* **ACTIVITY**
Print the entries verbatim, leaving out the images they contain.

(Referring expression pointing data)

========

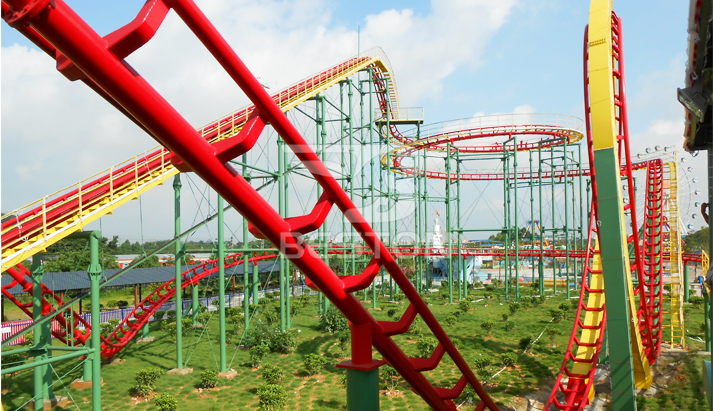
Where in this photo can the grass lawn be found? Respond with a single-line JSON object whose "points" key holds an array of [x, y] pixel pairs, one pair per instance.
{"points": [[324, 391]]}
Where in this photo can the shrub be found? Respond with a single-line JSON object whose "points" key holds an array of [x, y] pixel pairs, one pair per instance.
{"points": [[482, 362], [487, 326], [552, 332], [469, 395], [314, 363], [166, 402], [696, 301], [464, 306], [272, 397], [272, 374], [513, 308], [170, 316], [390, 377], [416, 331], [344, 339], [484, 374], [146, 380], [333, 321], [508, 359], [257, 353], [426, 346], [209, 379], [557, 315], [283, 342], [526, 343]]}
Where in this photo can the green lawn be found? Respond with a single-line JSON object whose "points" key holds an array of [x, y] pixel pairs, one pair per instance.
{"points": [[324, 392]]}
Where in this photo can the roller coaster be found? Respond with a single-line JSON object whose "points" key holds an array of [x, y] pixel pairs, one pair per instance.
{"points": [[617, 245]]}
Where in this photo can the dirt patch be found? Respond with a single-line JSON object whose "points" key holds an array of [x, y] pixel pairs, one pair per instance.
{"points": [[202, 390], [139, 399], [318, 377], [392, 393]]}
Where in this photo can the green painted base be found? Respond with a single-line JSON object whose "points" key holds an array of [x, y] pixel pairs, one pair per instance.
{"points": [[363, 390], [707, 380]]}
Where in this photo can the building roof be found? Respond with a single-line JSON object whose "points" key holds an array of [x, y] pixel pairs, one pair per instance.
{"points": [[78, 280]]}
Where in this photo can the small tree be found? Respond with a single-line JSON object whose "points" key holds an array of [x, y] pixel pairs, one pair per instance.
{"points": [[209, 379], [552, 332], [257, 353], [513, 308], [557, 315], [314, 363], [487, 326], [146, 380], [426, 346], [508, 359], [272, 397], [344, 339], [464, 306], [482, 362], [526, 343], [390, 377], [272, 374], [166, 402]]}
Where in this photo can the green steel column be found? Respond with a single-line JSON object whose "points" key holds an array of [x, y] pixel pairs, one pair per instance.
{"points": [[177, 266], [288, 281], [614, 266], [462, 276], [517, 227], [553, 169], [686, 286], [541, 263], [350, 176], [506, 218], [221, 286], [41, 336], [532, 220], [449, 262], [95, 272], [194, 303], [281, 210], [372, 184], [566, 216], [256, 282]]}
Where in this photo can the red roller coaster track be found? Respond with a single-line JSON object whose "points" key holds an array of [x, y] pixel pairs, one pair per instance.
{"points": [[101, 60], [647, 263]]}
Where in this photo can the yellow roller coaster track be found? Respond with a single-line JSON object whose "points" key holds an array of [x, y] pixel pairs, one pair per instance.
{"points": [[32, 228], [672, 245]]}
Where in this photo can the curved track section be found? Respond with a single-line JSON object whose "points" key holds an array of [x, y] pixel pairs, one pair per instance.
{"points": [[34, 227], [587, 335], [103, 65]]}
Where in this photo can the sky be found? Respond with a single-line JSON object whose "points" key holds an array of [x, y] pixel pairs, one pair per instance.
{"points": [[455, 58]]}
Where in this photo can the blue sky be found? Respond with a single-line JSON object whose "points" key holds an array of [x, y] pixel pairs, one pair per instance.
{"points": [[496, 57]]}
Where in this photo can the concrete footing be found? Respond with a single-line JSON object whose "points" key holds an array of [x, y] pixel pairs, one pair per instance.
{"points": [[51, 403], [228, 375], [179, 371]]}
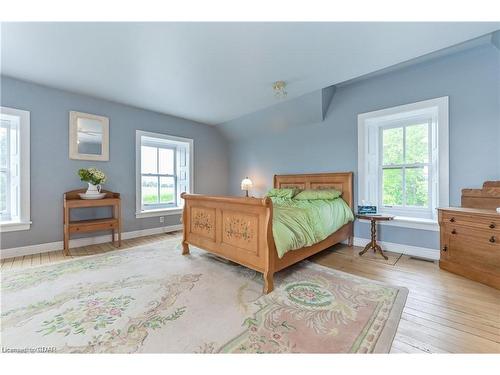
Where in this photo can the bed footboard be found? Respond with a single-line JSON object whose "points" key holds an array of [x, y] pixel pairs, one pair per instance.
{"points": [[238, 229]]}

========

* **SOLUTION TO THIS EXERCISE**
Where in this photo can the grass lawn be found? Respond with a single-line JSON object whose "points" key holds an array of [x, y] pixel pairs, one pair per instance.
{"points": [[324, 391]]}
Where in this photo can the shrub be found? Respond with a single-line JSON object whose "points" key holds an array of [x, y] pixel pairs, one pair per instance.
{"points": [[482, 362], [487, 326], [552, 332], [469, 395], [314, 363], [166, 402], [696, 301], [464, 306], [272, 397], [272, 374], [513, 308], [170, 316], [390, 377], [416, 331], [344, 339], [484, 374], [146, 380], [333, 321], [508, 359], [257, 353], [426, 346], [209, 379], [557, 315], [283, 342], [526, 343]]}
Where in this photo can the green lawn be found? Respond with a single-line JSON object whose "points" key holds an array of [x, y] pixel pairs, one pair per instance.
{"points": [[324, 392]]}
Where in this photo can the roller coaster be found? Respond with a single-line JSON object whose "points" key holds an array of [x, y] pixel pairs, one pair per instance.
{"points": [[617, 245]]}
Where in this photo can the dirt patch be found? Respond with a single-line JSON object whose "points" key holds an array of [x, y] pixel pairs, one pair per instance.
{"points": [[202, 390], [139, 399], [318, 377], [392, 393]]}
Where in this photo can the green painted base be found? Respond with a single-line JSON object whose "points" key holds an array of [x, y] pixel pairs, one pair per instance.
{"points": [[363, 390], [707, 380]]}
Where in this photo can the building roof be found? Respond with a single-line JSON object whose "points" key holds an array of [x, y] pixel pairs, one pair per instance.
{"points": [[78, 280]]}
Where in this photo can the small tree be found? Respond with a single-line JSON object whose "points" key holds an array of [x, y] pixel pairs, one pair per instance.
{"points": [[209, 379], [552, 332], [257, 353], [513, 308], [557, 315], [314, 363], [487, 326], [146, 380], [426, 346], [508, 359], [272, 397], [344, 339], [464, 306], [482, 362], [526, 343], [390, 377], [272, 374], [166, 402]]}
Where in this photo can the green steel column be found? Respond with a single-line JSON object whose "points" key holds an array of [x, y] pixel pairs, one pair per instance.
{"points": [[177, 266], [288, 281], [614, 266], [462, 276], [517, 227], [553, 169], [686, 286], [541, 263], [350, 176], [506, 218], [221, 286], [41, 336], [532, 220], [449, 262], [95, 272], [194, 303], [281, 210], [372, 184], [566, 216], [256, 282]]}
Where in this photo can the red roller coaster track be found? Respond with a single-line JSON object whose "points" key holds an array of [x, y] pixel pairs, one pair per instance.
{"points": [[101, 60], [647, 263]]}
Where in this photo can the yellow roller coaster track be found? Respond with a single-line JSON object whose "points" key holds an array of [x, y] pixel pairs, one pair per instance.
{"points": [[32, 228], [672, 245]]}
Where in this photo can the curved track section be found? Respond with a single-line JSON object whose "points" key holds an array of [x, y] pixel pairs, one pair per instance.
{"points": [[34, 227], [587, 335], [103, 65]]}
Where in this photo can the sky be found? Respond with a single-line JSON object whose "points" key holds an array of [x, y] pixel pairs, one pair per instance.
{"points": [[455, 58]]}
Where in this photo can the blue sky be found? Respond with a single-line JSON object whose "points" key holds an array of [x, y] pixel pairs, one pair per instance.
{"points": [[496, 57]]}
Where in this photo can the concrete footing be found? Respond with a single-line JSON object whose "points" key holds an array of [x, y] pixel pairs, one pair per instance.
{"points": [[51, 403], [228, 375], [179, 371]]}
Where in this photo can the bed footboard be found? Respond with a single-line JSON object whose "points" key holds an array of [x, y] pixel pairs, one pair per instance.
{"points": [[238, 229]]}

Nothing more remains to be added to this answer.